Bu ayrımı daha net ortaya koymak adına Kamu İhale Kurumu’nun hangi durumları mücbir sebep olarak kabul ettiğine yönelik mülga Kamu İhale Genel Tebliğinde yer alan ifadeler (Bu ifadeler bir önceki tebliğde yer almakla birlikte, KİK’nun konuya bakış açısını yansıttığından ve dayanak olan maddelerde herhangi bir değişiklik yapılmadığından önemlidir.) çerçevesinde bakmakta fayda vardır:

“1- … Mahreç ülkede ihracat rejimi değişikliği yapılması,

2- Olumsuz hava koşullarının yaygın biçimde seyretmesi, 

 3- Ağaçlandırma, erozyon kontrolü ve fidan dikim işlerinde, işin gerçekleştirilmesini teknik yönden imkânsız kılacak ve toprağın tav halini bozan aşırı don ve kuraklık ile çalışmayı engelleyecek şiddet ve miktarda yağmur ve kar yağışı olması,”

gibi durumlar mücbir sebep olarak değerlendirilmektedir. Ancak, öngörülememe ve önlenememe şartlarını taşıdığı düşünülerek Kuruma yapılan bazı başvuruların gerekçesi, Kurumca mücbir sebep olarak değerlendirilmemiştir. Mülga Kamu İhale Genel Tebliğinde yer alan kararlardan birkaçının karar cümlesi aşağıya alınmıştır:

“1- … İthalat rejiminde yürürlüğe konulan değişiklik önceden belirlenmiş ve kamuoyuna duyurulmuş ise bu tür bir rejim değişikliğinin mücbir sebep olmasının söz konusu olmadığına…,

2- … Söz konusu kanalizasyonun fabrikaya ait olması durumunda, kontrollü boşaltım ve temizliğinin fabrika sahibi firmaca (yüklenici) mutad sürelerle yaptırılması gerektiğinden olayın önlenemez bir hal olduğundan bahsetmek mümkün olmayacaktır...

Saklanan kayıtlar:

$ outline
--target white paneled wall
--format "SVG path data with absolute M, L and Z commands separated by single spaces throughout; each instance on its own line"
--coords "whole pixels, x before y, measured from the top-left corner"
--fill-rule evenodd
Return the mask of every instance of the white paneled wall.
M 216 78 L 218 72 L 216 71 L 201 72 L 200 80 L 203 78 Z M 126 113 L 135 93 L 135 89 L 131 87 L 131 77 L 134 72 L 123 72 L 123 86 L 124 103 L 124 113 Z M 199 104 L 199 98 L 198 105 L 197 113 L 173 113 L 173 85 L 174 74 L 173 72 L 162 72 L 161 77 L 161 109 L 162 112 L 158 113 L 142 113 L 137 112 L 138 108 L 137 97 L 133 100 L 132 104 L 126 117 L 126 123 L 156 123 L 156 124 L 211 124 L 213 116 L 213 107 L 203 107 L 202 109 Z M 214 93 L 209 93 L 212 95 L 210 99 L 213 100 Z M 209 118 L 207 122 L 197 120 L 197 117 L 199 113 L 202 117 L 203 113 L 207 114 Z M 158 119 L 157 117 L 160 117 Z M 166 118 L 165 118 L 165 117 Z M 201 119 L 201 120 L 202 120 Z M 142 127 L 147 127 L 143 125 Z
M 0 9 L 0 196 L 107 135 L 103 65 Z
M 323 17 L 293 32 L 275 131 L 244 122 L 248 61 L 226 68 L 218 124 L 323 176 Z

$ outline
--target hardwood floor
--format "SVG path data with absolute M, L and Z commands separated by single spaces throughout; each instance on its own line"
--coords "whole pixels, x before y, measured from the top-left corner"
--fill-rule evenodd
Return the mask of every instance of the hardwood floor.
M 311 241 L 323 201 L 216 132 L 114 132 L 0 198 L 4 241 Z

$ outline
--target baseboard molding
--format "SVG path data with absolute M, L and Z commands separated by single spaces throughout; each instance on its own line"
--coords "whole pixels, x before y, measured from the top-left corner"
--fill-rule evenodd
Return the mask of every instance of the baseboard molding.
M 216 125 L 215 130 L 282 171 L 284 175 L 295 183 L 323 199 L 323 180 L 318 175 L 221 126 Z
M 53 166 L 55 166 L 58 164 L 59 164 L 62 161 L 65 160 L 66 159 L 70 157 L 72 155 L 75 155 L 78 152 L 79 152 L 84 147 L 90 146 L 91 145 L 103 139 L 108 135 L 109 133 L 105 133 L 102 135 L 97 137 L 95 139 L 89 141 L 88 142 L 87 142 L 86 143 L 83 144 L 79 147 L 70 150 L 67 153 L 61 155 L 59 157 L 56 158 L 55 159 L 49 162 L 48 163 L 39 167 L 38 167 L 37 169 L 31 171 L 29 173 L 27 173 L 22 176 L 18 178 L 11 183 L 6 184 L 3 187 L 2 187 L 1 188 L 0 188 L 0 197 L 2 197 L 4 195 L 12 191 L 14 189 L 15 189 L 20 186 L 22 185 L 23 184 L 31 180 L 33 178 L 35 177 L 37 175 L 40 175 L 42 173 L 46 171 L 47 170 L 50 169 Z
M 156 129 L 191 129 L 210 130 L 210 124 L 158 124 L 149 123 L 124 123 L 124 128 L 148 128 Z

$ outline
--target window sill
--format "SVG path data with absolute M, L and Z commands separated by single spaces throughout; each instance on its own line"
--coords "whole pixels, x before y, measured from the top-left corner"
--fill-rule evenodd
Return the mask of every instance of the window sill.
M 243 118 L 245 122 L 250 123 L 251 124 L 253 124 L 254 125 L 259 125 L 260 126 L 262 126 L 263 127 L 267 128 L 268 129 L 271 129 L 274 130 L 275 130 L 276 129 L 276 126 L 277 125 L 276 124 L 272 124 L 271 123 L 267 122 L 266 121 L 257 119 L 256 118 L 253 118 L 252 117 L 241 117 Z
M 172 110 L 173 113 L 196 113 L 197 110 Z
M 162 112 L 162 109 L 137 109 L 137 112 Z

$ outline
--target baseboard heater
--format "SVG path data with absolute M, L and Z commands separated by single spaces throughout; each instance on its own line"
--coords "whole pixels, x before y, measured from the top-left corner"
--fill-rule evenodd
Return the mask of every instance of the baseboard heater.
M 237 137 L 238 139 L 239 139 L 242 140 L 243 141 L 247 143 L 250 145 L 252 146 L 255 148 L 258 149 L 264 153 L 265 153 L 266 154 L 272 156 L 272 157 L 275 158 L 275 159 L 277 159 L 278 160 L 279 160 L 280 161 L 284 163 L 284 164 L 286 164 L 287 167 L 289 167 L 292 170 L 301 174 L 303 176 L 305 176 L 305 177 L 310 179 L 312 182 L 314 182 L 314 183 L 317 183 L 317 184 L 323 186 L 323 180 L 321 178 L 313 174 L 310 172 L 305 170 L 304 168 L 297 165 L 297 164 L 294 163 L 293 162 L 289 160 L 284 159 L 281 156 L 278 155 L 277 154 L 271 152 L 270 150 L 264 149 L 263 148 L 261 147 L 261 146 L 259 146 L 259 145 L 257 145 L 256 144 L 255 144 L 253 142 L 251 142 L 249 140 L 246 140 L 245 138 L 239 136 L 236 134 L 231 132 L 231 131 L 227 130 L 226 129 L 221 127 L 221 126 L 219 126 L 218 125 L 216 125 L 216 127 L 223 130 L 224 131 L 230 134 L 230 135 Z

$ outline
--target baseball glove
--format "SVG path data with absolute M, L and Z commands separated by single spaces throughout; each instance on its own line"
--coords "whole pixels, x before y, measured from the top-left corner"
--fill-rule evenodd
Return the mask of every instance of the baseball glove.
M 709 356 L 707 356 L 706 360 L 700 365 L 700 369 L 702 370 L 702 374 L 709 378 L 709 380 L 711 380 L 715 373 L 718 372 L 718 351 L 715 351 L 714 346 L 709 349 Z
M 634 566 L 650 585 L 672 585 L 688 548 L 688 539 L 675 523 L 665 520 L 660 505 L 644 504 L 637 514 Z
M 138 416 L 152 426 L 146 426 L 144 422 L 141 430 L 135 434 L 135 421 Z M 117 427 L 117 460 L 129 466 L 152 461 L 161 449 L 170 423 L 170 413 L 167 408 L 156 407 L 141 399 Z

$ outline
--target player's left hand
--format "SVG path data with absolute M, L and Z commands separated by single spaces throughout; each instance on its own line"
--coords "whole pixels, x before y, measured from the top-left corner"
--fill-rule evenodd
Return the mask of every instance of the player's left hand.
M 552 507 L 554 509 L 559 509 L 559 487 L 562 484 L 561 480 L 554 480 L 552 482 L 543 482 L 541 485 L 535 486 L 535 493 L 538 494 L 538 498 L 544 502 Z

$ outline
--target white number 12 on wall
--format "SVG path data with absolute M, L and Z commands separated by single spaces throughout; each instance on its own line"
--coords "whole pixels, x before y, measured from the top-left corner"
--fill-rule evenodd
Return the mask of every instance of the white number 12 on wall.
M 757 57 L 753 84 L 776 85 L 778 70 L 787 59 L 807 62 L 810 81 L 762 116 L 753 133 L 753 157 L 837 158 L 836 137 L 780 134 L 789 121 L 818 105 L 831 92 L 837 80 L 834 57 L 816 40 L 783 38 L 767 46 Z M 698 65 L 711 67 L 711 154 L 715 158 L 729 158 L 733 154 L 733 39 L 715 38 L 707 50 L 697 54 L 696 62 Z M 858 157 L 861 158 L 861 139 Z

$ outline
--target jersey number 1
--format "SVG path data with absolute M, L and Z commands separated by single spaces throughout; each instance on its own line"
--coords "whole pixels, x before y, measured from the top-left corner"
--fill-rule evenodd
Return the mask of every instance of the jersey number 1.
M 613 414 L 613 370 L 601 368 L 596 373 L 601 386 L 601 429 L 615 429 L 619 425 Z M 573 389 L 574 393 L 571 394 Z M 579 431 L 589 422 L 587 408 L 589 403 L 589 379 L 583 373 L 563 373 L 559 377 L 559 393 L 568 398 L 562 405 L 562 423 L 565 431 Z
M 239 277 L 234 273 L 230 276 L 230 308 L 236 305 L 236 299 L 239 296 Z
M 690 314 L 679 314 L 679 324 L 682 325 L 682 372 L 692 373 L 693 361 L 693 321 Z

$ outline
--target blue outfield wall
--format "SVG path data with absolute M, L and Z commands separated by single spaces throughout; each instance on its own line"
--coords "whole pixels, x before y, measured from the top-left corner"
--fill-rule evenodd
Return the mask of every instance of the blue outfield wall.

▶ Yapılacak işler
1. Mücbir sebep konulu metinden "2- … Söz konusu" ile "bahsetmek mümkün olmayacaktır..." arasındaki kısmı, iki ifade de dahil olmak üzere, olduğu gibi yazın.
2. Mücbir sebep konulu metni kaldığı yerden devam ettirin.
Öğeler başka bir kaynaktan alınmıştır.

▶ Görev yanıtları
1.
2- … Söz konusu kanalizasyonun fabrikaya ait olması durumunda, kontrollü boşaltım ve temizliğinin fabrika sahibi firmaca (yüklenici) mutad sürelerle yaptırılması gerektiğinden olayın önlenemez bir hal olduğundan bahsetmek mümkün olmayacaktır...

2.
3- … İhale süreci tamamlanıp sözleşme imzalandıktan sonra yüklenici tarafından söz konusu malların tedarik edilemeyeceğinin anlaşılması durumunun genelleştirilip objektif haller olarak öngörülebilecek nitelikte olmadığına…

4- …TÜPRAŞ’ın Kırıkkale Rafinerisinde 15 Eylül-18 Ekim tarihleri arasında planlı bakım yapılması sebebiyle asfalt ihtiyacının anılan rafineriden karşılanamamasının mücbir sebep sayılmasının mümkün olmadığına…

5- … İdari şartname ve sözleşmede de bu dönemdeki hava koşulları çalışılmayacak dönem olarak düzenlenmediği hallerde doğal hava koşullarının 4735 sayılı Kanunun 10 uncu maddesindeki mücbir sebep hallerinden kabul edilemeyeceğine… 

6- Mevsim itibariyle işin yapılacağı yerde rutin olarak rastlanan doğal hava koşullarının mücbir sebep olarak kabul edilemeyeceğine karar verilmiştir.”

Yukarıda belirtmiş olduğumuz öngörülemezlik ve önlenemezlik ilkesi çerçevesinde, Kurul tarafından yüklenicinin üçüncü kişilerin kusurlu davranışlarından kaynaklı olarak taahhüdünü yerine getirememesi mücbir sebep olarak değerlendirilmemiştir[1].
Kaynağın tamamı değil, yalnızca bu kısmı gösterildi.